EXTRAIT DU DOCUMENT:
________________________
Ces Arabes qui protestent, on sait et
les Européens savent qu’ils ne pèsent pas lourd. Quand on apprend
l’appréciation de Nicolas Sarkozy s’adressant à Topolanek au futur
président de l’Union Européenne à propos des Arabes : «(..) Merci, je
suis heureux que nous parlions franchement et clairement. La présidence
pour l’Union de la Méditerranée n’est pas un cadeau. (…) Tu n’as pas
idée de ce que c’est que de traiter avec le Liban, l’Egypte et
l’Algérie. Des centaines d’heures. C’est affreux.(…) J’ai porté
l’Union pour la Méditerranée. L’Egypte devrait présider deux ans et le
Nord devrait avoir deux présidences différentes : l’UE et l’Union pour
la Méditerranée. (..) J’ai déjà acquis pas mal de choses. Mais au moins
ils sont moins nombreux là-bas. Mais au Sud? Le président Algérien
Bouteflika, le Tunisien, le roi du Maroc, la Libye, Israël. Un travail
fou !»(4)
Comment comprendre les protestations
de l’Egypte quand elle vend son gaz à un prix 9 fois moins cher que
celui du marché à Israël, alors que dans le même temps Ghaza est privé
de carburant, d’électricité et que les hôpitaux sont devenus des
mouroirs? Le très tolérant roitelet d’Arabie Saoudite paye des
centaines de millions de dollars US à une compagnie qui participe au
tracé du tramway de Jérusalem, au mépris du droit international.
________________________
CONSIGNE: Reformulez sous forme de liste le paragraphe de l'extrait qui commence par « Comment comprendre les protestations ». Conservez-en les faits principaux.

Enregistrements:
________________________
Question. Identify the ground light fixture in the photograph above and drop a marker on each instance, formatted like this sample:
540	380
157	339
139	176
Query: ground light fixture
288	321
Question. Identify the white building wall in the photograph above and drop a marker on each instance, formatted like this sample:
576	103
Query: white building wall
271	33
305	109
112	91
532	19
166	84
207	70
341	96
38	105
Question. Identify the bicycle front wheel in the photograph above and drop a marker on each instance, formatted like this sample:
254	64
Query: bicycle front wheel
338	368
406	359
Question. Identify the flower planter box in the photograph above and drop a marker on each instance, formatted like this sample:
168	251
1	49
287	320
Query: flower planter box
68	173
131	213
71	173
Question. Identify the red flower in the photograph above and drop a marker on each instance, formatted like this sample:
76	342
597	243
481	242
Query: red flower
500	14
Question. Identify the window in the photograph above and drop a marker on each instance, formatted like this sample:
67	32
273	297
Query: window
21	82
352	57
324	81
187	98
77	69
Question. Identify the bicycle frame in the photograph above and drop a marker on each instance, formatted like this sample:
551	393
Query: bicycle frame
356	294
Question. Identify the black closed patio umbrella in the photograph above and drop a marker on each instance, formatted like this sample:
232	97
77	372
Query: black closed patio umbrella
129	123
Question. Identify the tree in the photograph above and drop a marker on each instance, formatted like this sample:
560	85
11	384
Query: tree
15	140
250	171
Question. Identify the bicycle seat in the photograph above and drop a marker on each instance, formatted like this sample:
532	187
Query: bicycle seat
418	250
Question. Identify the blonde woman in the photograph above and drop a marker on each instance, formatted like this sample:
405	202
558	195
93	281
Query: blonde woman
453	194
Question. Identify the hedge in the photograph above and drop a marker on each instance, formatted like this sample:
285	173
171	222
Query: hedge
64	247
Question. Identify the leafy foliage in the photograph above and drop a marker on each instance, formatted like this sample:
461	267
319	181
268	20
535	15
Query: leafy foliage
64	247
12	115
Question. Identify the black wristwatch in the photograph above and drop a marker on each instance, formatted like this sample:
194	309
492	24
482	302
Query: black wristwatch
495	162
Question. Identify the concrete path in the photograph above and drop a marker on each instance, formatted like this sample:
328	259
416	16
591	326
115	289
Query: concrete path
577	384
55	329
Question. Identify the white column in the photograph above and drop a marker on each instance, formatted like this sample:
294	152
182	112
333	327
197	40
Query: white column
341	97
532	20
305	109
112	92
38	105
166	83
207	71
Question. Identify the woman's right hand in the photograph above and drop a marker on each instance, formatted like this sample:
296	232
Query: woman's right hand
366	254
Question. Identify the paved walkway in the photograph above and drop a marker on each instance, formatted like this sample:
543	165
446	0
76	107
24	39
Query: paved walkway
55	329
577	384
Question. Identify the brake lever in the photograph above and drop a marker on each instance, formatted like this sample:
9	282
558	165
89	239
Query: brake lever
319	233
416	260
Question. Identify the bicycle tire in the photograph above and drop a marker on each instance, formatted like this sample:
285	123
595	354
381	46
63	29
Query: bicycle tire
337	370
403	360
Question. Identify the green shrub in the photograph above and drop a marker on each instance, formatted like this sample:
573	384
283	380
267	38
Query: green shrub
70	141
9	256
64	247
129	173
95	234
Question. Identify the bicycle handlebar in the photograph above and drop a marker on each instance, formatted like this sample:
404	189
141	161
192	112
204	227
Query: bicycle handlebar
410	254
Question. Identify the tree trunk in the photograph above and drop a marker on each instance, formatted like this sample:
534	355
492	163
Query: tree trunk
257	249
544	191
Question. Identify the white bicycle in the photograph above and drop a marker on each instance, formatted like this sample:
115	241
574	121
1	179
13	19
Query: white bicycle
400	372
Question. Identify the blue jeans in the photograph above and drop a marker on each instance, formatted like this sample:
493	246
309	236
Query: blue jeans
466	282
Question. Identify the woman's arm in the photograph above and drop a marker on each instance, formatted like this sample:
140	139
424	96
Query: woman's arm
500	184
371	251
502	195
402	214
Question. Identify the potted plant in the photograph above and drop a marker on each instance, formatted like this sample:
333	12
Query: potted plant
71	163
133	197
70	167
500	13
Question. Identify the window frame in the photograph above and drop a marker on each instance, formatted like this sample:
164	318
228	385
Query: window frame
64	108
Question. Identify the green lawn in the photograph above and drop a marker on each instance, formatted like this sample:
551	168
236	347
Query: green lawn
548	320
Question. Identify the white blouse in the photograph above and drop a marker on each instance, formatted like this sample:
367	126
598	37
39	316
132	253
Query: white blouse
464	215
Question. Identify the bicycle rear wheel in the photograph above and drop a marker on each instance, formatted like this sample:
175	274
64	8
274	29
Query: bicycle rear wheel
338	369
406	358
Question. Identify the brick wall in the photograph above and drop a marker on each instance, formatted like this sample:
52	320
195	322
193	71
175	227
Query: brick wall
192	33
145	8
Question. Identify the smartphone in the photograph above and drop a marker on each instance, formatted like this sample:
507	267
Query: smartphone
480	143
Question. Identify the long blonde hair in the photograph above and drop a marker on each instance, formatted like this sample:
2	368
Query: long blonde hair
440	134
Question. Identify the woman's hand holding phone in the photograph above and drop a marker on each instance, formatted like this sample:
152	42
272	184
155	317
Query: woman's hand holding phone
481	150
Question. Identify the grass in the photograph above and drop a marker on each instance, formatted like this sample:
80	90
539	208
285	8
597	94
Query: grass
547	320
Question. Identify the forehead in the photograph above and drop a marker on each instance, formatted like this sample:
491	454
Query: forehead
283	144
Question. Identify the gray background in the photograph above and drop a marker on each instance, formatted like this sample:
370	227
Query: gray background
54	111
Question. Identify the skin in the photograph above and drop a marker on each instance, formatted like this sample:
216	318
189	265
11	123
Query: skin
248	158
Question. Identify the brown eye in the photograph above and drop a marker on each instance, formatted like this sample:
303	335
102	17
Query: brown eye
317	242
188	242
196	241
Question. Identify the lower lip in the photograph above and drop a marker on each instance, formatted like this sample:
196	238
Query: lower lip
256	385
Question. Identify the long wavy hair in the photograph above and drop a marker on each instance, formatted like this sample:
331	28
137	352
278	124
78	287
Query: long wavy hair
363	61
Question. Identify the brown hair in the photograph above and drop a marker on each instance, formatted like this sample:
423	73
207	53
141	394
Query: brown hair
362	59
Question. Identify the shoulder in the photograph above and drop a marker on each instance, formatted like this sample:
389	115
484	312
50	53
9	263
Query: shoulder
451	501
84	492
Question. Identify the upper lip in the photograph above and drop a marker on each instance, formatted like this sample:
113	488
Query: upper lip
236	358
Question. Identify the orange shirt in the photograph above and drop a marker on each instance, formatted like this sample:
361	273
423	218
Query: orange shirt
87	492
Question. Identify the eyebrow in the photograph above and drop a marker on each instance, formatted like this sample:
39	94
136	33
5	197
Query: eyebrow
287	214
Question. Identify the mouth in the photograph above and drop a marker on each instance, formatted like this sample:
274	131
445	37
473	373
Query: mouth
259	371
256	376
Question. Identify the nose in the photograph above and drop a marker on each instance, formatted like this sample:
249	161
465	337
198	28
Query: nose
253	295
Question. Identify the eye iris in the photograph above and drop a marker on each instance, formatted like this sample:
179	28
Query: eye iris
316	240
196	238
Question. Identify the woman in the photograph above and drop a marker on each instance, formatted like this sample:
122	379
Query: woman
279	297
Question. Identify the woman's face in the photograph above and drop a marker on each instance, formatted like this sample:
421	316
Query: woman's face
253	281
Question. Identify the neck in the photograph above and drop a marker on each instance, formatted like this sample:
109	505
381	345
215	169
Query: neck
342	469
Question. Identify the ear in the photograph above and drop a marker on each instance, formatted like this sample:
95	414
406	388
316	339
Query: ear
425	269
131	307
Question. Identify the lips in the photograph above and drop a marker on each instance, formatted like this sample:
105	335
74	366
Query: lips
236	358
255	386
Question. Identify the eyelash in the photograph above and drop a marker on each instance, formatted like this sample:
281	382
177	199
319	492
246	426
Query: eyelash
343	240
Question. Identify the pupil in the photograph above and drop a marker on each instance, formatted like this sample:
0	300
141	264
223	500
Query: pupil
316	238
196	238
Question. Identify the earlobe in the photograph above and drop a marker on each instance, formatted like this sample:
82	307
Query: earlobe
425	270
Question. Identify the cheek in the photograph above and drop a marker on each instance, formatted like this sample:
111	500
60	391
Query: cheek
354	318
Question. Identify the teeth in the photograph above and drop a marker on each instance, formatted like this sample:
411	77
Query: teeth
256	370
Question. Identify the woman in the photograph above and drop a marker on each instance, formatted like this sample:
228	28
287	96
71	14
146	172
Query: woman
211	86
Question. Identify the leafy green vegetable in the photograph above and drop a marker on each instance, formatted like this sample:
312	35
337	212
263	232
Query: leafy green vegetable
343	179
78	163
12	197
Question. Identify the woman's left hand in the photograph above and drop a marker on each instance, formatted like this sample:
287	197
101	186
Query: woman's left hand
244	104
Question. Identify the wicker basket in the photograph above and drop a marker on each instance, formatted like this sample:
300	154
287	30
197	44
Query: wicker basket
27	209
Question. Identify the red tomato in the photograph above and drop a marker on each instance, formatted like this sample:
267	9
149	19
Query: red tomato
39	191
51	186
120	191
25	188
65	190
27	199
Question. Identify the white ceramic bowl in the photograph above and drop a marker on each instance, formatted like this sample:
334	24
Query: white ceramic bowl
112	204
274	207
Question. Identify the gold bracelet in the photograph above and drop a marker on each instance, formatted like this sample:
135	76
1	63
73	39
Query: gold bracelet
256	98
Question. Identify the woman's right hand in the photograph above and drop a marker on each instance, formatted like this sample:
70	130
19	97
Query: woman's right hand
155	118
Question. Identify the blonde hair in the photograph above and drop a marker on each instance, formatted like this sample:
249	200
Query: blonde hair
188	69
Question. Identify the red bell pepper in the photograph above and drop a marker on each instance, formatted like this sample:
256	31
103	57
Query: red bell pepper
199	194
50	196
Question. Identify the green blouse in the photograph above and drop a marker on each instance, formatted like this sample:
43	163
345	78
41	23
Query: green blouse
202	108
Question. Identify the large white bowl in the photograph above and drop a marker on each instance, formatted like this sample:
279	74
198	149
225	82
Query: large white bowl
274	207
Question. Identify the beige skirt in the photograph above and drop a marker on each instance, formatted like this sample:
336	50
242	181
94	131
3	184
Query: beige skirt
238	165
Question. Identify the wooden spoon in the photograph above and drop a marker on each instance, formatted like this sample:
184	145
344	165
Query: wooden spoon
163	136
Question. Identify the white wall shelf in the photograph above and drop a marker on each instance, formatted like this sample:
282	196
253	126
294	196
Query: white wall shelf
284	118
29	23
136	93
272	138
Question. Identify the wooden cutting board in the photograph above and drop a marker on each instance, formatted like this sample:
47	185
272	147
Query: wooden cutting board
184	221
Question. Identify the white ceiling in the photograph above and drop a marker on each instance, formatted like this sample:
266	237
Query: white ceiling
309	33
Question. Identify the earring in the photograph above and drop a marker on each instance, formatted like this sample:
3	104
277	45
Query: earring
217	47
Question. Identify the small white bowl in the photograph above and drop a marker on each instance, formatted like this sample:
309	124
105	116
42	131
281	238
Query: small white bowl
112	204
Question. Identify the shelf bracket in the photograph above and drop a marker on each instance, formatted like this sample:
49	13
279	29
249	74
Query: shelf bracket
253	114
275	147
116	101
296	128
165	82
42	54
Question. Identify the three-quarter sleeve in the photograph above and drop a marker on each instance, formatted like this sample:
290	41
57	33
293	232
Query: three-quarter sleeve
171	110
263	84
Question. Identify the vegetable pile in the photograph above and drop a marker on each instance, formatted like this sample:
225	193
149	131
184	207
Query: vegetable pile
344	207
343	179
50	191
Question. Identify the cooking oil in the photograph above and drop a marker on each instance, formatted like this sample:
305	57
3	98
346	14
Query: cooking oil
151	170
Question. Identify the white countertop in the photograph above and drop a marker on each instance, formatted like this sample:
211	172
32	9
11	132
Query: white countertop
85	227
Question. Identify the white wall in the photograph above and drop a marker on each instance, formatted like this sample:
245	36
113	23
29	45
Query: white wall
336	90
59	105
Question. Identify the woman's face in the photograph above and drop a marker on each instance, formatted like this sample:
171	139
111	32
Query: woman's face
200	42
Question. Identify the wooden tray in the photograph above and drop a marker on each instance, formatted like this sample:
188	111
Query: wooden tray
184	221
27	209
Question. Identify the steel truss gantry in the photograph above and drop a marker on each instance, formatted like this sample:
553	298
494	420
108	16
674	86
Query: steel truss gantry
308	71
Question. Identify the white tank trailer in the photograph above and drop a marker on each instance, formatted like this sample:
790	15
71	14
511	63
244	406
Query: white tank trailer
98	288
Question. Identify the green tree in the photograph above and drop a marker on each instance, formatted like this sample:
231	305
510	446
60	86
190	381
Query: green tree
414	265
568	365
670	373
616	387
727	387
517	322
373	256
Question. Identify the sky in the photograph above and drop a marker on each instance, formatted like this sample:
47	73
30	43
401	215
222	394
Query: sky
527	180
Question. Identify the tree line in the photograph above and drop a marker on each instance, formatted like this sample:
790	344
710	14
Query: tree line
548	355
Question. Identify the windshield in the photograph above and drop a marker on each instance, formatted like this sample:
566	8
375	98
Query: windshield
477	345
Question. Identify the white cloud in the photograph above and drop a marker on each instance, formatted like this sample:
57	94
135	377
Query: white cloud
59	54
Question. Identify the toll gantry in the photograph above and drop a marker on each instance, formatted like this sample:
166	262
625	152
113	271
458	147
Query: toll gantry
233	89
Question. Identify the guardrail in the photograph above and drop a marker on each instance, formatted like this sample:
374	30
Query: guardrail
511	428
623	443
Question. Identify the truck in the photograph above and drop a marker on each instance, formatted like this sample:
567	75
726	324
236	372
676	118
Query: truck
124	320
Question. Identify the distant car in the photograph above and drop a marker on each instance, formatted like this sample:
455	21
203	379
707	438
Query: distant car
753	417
________________________
CORRIGÉ:
- L'Égypte proteste, alors qu'elle vend son gaz à Israël à un prix neuf fois inférieur à celui du marché.
- Au même moment, Ghaza est privée de carburant et d'électricité, et ses hôpitaux sont devenus des mouroirs.
- Le roi d'Arabie saoudite verse des centaines de millions de dollars US à une compagnie qui participe au tracé du tramway de Jérusalem, au mépris du droit international.